## ABOUT THIS TASK
Would you write out the records below exactly as given?

## Segmentation mask data
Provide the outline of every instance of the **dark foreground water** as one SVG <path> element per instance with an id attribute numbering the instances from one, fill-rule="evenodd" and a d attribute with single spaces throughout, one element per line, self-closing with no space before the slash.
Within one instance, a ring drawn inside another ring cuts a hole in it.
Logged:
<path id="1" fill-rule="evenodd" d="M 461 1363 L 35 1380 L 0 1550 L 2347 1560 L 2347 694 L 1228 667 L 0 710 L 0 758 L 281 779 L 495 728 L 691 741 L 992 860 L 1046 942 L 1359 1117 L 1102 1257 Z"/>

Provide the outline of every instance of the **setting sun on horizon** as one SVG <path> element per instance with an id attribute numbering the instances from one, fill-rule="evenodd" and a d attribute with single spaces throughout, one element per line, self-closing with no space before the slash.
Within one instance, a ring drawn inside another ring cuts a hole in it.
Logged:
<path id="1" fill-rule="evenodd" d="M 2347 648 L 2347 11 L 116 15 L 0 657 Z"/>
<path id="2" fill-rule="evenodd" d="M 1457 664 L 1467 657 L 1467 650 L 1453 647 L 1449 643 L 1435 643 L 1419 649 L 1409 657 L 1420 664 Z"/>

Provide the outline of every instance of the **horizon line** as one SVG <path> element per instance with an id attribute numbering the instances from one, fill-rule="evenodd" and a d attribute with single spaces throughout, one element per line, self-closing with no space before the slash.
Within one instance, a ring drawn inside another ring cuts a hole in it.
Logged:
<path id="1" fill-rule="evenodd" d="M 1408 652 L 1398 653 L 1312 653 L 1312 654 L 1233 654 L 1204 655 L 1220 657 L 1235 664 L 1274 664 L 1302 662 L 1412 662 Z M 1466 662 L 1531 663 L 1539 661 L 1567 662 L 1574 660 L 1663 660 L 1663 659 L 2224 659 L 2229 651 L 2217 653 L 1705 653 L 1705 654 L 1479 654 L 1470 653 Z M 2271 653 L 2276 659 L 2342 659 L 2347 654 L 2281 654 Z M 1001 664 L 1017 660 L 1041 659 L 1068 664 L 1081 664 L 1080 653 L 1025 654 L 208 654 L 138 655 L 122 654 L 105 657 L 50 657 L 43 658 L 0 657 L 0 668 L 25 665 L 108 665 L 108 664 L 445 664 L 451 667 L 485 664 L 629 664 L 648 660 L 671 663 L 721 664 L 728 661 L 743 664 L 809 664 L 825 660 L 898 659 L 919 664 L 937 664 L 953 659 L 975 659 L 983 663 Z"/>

## SOLUTION BELOW
Provide the outline of every instance of the **dark foreground water** as one SVG <path> element per instance with an id attribute numbering the instances from one, fill-rule="evenodd" and a d attribute with single spaces throughout, one element per line, self-closing with no space before the slash.
Within one instance, a ring drawn inside another ring cuts a hole in it.
Logged:
<path id="1" fill-rule="evenodd" d="M 461 1363 L 35 1380 L 0 1550 L 2347 1560 L 2347 694 L 1228 667 L 0 710 L 0 758 L 281 779 L 495 728 L 691 741 L 992 860 L 1046 942 L 1359 1117 L 1102 1257 Z"/>

Provide the outline of every instance of the **setting sun on horizon** as one SVG <path> element per instance with an id attribute numbering the instances from one, fill-rule="evenodd" and a d attribute with single spaces throughout, one element per line, self-closing with no space before the slash.
Within one instance, a ring drawn inside another ring cuts a hole in it.
Logged:
<path id="1" fill-rule="evenodd" d="M 2347 648 L 2347 11 L 116 15 L 0 657 Z"/>
<path id="2" fill-rule="evenodd" d="M 1457 664 L 1467 657 L 1467 650 L 1453 647 L 1449 643 L 1435 643 L 1419 649 L 1409 657 L 1420 664 Z"/>

Provide the outline of every instance of the **horizon line** as one SVG <path> element per instance with an id attribute numbering the instances from one, fill-rule="evenodd" and a d attribute with single spaces throughout, one element per line, self-closing with no space before the slash.
Within one instance, a ring drawn inside another ring cuts a hole in it.
Logged:
<path id="1" fill-rule="evenodd" d="M 1408 652 L 1398 653 L 1312 653 L 1312 654 L 1233 654 L 1204 655 L 1220 657 L 1235 664 L 1274 664 L 1302 662 L 1412 662 Z M 1466 662 L 1531 663 L 1539 661 L 1567 662 L 1574 660 L 1663 660 L 1663 659 L 2224 659 L 2229 651 L 2217 653 L 1705 653 L 1705 654 L 1479 654 L 1470 653 Z M 2271 653 L 2276 659 L 2342 659 L 2347 654 L 2281 654 Z M 1001 664 L 1017 660 L 1041 659 L 1068 664 L 1081 664 L 1080 653 L 1025 654 L 208 654 L 138 655 L 122 654 L 105 657 L 50 657 L 43 658 L 0 657 L 0 668 L 25 665 L 108 665 L 108 664 L 445 664 L 451 667 L 485 664 L 629 664 L 648 660 L 671 663 L 721 664 L 728 661 L 743 664 L 809 664 L 825 660 L 898 659 L 919 664 L 937 664 L 953 659 L 975 659 L 983 663 Z"/>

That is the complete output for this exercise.